Output the lines of the listing below unchanged, starting with the line containing "indicate the white" and continuing through the end of the listing. Leave the pictures out of your answer.

## BEGIN Items

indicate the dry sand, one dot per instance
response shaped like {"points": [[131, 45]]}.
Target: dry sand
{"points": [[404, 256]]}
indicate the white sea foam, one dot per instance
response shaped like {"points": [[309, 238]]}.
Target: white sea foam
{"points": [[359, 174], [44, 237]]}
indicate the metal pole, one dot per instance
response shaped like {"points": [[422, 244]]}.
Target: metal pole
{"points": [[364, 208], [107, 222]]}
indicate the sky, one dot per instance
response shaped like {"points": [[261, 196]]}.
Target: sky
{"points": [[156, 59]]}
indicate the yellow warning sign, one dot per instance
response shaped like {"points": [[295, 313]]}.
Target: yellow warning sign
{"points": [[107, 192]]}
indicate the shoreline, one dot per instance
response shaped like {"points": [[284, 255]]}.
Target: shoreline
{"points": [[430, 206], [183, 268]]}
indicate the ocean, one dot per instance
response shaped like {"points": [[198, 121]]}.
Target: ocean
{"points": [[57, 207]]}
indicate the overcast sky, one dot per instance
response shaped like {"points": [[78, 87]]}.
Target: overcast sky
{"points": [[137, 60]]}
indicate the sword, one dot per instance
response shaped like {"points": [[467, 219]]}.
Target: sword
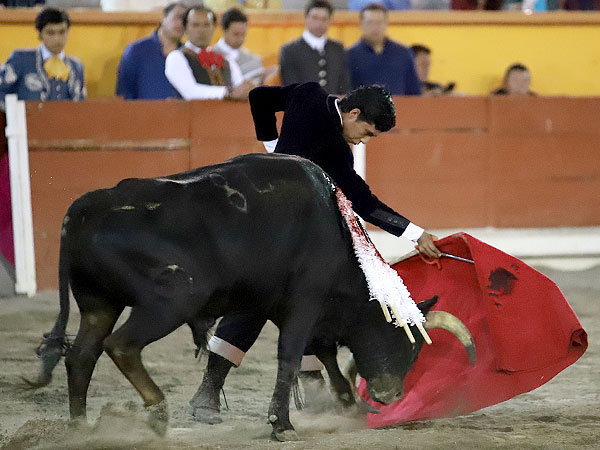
{"points": [[458, 258]]}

## END Items

Answer to this task
indicate the white sea foam, one dot per instance
response shaped like {"points": [[309, 238]]}.
Target: white sea foam
{"points": [[359, 174], [44, 237]]}
indicate the metal pole, one dot per instance
response shaped like {"points": [[422, 244]]}.
Target: metal pole
{"points": [[364, 208], [107, 222]]}
indicate the sky, one dot per instance
response shaped like {"points": [[261, 196]]}.
Target: sky
{"points": [[156, 59]]}
indicate the yellow warning sign, one dot per instance
response shaped like {"points": [[295, 313]]}.
Target: yellow warning sign
{"points": [[107, 192]]}
indicate the shoreline, one dot per instance
response shaped like {"points": [[284, 255]]}.
Target: shoreline
{"points": [[430, 206], [183, 268]]}
indicate the ocean, one dot per instance
response shaped like {"points": [[198, 121]]}.
Target: ocean
{"points": [[57, 207]]}
indicate the overcast sky, one dot per instance
response shaped like {"points": [[78, 87]]}.
Target: overcast sky
{"points": [[137, 60]]}
indicate the sword, one dot per instance
response shaped like {"points": [[467, 219]]}.
Target: sword
{"points": [[458, 258]]}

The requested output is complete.